- Opening Delimiter -
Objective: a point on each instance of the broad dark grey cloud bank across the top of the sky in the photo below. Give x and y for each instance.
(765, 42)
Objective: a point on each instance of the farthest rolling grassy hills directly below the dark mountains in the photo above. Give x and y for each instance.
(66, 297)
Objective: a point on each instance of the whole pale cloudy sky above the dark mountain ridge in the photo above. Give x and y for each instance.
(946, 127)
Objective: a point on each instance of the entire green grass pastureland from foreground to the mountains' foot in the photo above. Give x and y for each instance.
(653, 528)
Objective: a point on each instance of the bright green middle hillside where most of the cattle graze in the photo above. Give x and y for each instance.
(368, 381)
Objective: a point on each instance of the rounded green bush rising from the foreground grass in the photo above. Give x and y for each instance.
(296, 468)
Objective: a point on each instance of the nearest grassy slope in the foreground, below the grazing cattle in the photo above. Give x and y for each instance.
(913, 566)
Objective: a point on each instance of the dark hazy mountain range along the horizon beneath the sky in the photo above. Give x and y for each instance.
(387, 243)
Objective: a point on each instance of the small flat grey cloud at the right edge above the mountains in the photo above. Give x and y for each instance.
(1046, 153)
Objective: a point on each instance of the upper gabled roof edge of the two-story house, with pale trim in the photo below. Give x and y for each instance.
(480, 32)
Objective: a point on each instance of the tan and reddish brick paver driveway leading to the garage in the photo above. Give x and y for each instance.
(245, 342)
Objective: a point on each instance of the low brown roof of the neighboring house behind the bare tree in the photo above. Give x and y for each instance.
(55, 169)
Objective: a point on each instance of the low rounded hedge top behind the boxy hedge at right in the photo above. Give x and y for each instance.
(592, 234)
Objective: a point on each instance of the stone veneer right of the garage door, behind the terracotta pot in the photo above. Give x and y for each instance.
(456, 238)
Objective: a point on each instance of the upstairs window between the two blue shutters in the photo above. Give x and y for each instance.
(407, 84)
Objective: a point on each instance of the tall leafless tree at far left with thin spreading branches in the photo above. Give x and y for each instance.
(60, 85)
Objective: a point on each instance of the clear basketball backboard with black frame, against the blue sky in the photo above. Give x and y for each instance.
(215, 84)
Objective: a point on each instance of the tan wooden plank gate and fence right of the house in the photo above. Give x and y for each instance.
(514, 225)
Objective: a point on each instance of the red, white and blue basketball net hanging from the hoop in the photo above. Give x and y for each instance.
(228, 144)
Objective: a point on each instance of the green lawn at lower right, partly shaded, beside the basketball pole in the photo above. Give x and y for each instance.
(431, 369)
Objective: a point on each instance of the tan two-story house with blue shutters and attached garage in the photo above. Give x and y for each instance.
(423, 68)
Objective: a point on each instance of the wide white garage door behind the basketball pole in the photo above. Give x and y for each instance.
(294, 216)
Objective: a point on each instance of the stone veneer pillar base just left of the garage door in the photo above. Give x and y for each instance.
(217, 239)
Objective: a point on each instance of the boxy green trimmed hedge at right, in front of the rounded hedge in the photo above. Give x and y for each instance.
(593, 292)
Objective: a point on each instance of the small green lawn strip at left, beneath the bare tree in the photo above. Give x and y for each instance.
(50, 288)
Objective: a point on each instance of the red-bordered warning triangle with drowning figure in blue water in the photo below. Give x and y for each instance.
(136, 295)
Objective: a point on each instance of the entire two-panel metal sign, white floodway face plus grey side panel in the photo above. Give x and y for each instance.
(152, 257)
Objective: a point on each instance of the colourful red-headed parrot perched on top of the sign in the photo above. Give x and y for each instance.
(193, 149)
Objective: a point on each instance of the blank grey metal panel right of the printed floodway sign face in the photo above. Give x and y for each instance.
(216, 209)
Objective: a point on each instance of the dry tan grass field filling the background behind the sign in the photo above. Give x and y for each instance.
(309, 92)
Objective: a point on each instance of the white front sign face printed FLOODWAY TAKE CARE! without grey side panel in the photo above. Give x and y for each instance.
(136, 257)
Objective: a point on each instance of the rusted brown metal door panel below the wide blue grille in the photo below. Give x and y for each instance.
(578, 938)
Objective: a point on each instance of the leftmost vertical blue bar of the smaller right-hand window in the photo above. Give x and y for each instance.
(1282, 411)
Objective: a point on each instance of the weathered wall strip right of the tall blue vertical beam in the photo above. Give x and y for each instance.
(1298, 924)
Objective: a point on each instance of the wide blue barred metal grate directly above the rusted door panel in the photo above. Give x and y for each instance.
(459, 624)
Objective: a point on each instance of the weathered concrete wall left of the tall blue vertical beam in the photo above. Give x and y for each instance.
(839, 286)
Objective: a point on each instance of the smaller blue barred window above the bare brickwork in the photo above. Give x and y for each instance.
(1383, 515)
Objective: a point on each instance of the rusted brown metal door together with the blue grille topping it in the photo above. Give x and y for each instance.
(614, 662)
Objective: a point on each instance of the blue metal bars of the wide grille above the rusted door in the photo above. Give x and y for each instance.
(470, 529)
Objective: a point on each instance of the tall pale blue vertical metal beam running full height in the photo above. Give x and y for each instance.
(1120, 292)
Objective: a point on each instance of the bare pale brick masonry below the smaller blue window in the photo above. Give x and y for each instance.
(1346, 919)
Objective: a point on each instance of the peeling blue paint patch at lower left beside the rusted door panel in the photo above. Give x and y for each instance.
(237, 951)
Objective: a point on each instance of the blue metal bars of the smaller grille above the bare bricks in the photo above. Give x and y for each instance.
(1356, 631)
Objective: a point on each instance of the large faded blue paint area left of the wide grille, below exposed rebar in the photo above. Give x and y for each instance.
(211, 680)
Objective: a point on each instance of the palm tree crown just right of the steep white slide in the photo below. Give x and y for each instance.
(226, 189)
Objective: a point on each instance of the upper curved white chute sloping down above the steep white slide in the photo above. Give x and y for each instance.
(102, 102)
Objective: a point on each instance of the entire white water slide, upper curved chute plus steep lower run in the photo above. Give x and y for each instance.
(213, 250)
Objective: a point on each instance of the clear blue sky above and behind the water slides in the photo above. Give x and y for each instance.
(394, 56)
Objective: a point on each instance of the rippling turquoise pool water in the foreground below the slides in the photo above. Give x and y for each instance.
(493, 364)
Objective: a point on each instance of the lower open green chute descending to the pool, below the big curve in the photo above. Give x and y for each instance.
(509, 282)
- Closing Delimiter -
What you need to do. Retype the records above in full, exactly as they appear.

Result of this task.
Objective: a point on each instance of the broad dark grey cloud bank across the top of the sky in the photo below. Give x and y for each instance.
(765, 42)
Objective: a point on each instance of the farthest rolling grassy hills directly below the dark mountains in the photo above. Give x and y for each instance.
(66, 297)
Objective: a point on each instance of the whole pale cloudy sky above the dark mountain ridge in the photo above. Give x and y for each instance.
(946, 127)
Objective: a point on each instance of the entire green grass pastureland from foreground to the mountains' foot in the photo above. Give x and y for each instance.
(653, 528)
Objective: a point on each instance of the bright green middle hillside where most of the cattle graze in the photo above. Give x and y for each instance.
(368, 381)
Objective: a point on each instance of the rounded green bush rising from the foreground grass in the photo above. Give x and y for each instance.
(296, 468)
Objective: a point on each instance of the nearest grassy slope in the foreground, below the grazing cattle in the photo above. Give x and y for each instance.
(913, 566)
Objective: a point on each instance of the dark hazy mountain range along the horizon beneath the sky in the photo above. Give x and y for each instance.
(387, 243)
Objective: a point on each instance of the small flat grey cloud at the right edge above the mountains in the photo above. Give x and y for each instance.
(1046, 153)
Objective: a point on each instance of the upper gabled roof edge of the two-story house, with pale trim in the photo below. Give x and y for each instance.
(480, 32)
Objective: a point on each instance of the tan and reddish brick paver driveway leading to the garage in the photo above. Give x and y for each instance.
(245, 342)
Objective: a point on each instance of the low brown roof of the neighboring house behind the bare tree in the photo above. Give x and y for each instance.
(55, 169)
Objective: a point on each instance of the low rounded hedge top behind the boxy hedge at right in the photo above. Give x and y for each instance.
(592, 234)
Objective: a point on each instance of the stone veneer right of the garage door, behind the terracotta pot in the photo above. Give x and y for each instance.
(456, 238)
Objective: a point on each instance of the upstairs window between the two blue shutters in the photo above. Give x and y for each instance.
(407, 84)
Objective: a point on each instance of the tall leafless tree at far left with thin spreading branches in the photo above. Give x and y for each instance.
(60, 85)
Objective: a point on each instance of the clear basketball backboard with black frame, against the blue sky in the photo above. Give x and y for each instance.
(215, 84)
Objective: a point on each instance of the tan wooden plank gate and fence right of the house in the photo above. Give x and y for each instance.
(514, 225)
Objective: a point on each instance of the red, white and blue basketball net hanging from the hoop in the photo above. Give x and y for each instance.
(228, 144)
Objective: a point on each instance of the green lawn at lower right, partly shaded, beside the basketball pole in the photo above. Give x and y for each instance.
(431, 369)
Objective: a point on each instance of the tan two-story house with blue shutters and attached garage in the photo above. Give x and y for each instance.
(423, 68)
Objective: a point on each instance of the wide white garage door behind the basketball pole in the photo above. Give x and y for each instance.
(294, 216)
Objective: a point on each instance of the stone veneer pillar base just left of the garage door in the photo above. Give x and y for each instance.
(217, 239)
Objective: a point on each instance of the boxy green trimmed hedge at right, in front of the rounded hedge in the photo above. Give x and y for each instance.
(593, 292)
Objective: a point on each instance of the small green lawn strip at left, beneath the bare tree in the photo above. Give x and y for each instance.
(50, 288)
Objective: a point on each instance of the red-bordered warning triangle with drowning figure in blue water in the photo below. Give x and y for each instance.
(136, 295)
Objective: a point on each instance of the entire two-panel metal sign, white floodway face plus grey side panel in the photo above. Give x and y for each instance.
(152, 257)
Objective: a point on each instance of the colourful red-headed parrot perched on top of the sign in the photo above. Give x and y for each instance.
(193, 149)
Objective: a point on each instance of the blank grey metal panel right of the printed floodway sign face in the photo above. Give x and y for each instance.
(216, 209)
Objective: a point on each instance of the dry tan grass field filling the background behind the sign in the photo above. Give x and y for each instance.
(309, 92)
Objective: a point on each instance of the white front sign face printed FLOODWAY TAKE CARE! without grey side panel in the photo above. Give x and y for each instance.
(136, 257)
Objective: a point on each instance of the rusted brown metal door panel below the wide blue grille in the photo below. Give x and y for each instance.
(578, 938)
Objective: a point on each instance of the leftmost vertical blue bar of the smaller right-hand window in the photo above. Give x and y for each instance.
(1282, 411)
Objective: a point on each instance of the weathered wall strip right of the tall blue vertical beam in the photo above. Give x and y for each instance.
(1298, 924)
Objective: a point on each instance of the wide blue barred metal grate directly above the rusted door panel in the photo above. Give x and y for each instance.
(459, 624)
Objective: a point on each instance of the weathered concrete wall left of the tall blue vertical beam in the photo above. Give x and y for each instance.
(839, 286)
Objective: a point on each instance of the smaller blue barred window above the bare brickwork in the photo above. Give x and y for each instance.
(1383, 515)
Objective: a point on each instance of the rusted brown metal door together with the blue grille topping it in the photo above. Give x and y for each instance.
(614, 662)
Objective: a point on each instance of the blue metal bars of the wide grille above the rusted door in the photo above. Give x and y for each instance.
(470, 529)
Objective: a point on each instance of the tall pale blue vertical metal beam running full height in the photo above. Give x and y for each instance.
(1120, 292)
Objective: a point on each instance of the bare pale brick masonry below the smaller blue window in the photo above. Give x and y for each instance.
(1346, 919)
Objective: a point on each instance of the peeling blue paint patch at lower left beside the rusted door panel in the photo above. Give x and y for each instance.
(237, 951)
Objective: a point on each instance of the blue metal bars of the smaller grille above the bare bricks in the photo above. Give x and y for each instance.
(1356, 631)
Objective: a point on each instance of the large faded blue paint area left of the wide grille, below exposed rebar in the photo above. Give x and y for each instance.
(211, 680)
Objective: a point on each instance of the palm tree crown just right of the steep white slide in the photo below. Give x and y for each instance.
(226, 189)
Objective: a point on each instance of the upper curved white chute sloping down above the steep white slide in the photo above. Give x and y for each instance.
(102, 102)
Objective: a point on each instance of the entire white water slide, upper curved chute plus steep lower run in the photo above. Give x and y for each instance.
(213, 250)
Objective: a point on each instance of the clear blue sky above and behind the water slides in the photo above. Give x and y for each instance.
(394, 56)
Objective: a point on each instance of the rippling turquoise pool water in the foreground below the slides in the photo above. Give x and y for each instance.
(493, 364)
Objective: a point on each instance of the lower open green chute descending to the pool, below the big curve in the photo above. Give x and y for each instance.
(509, 282)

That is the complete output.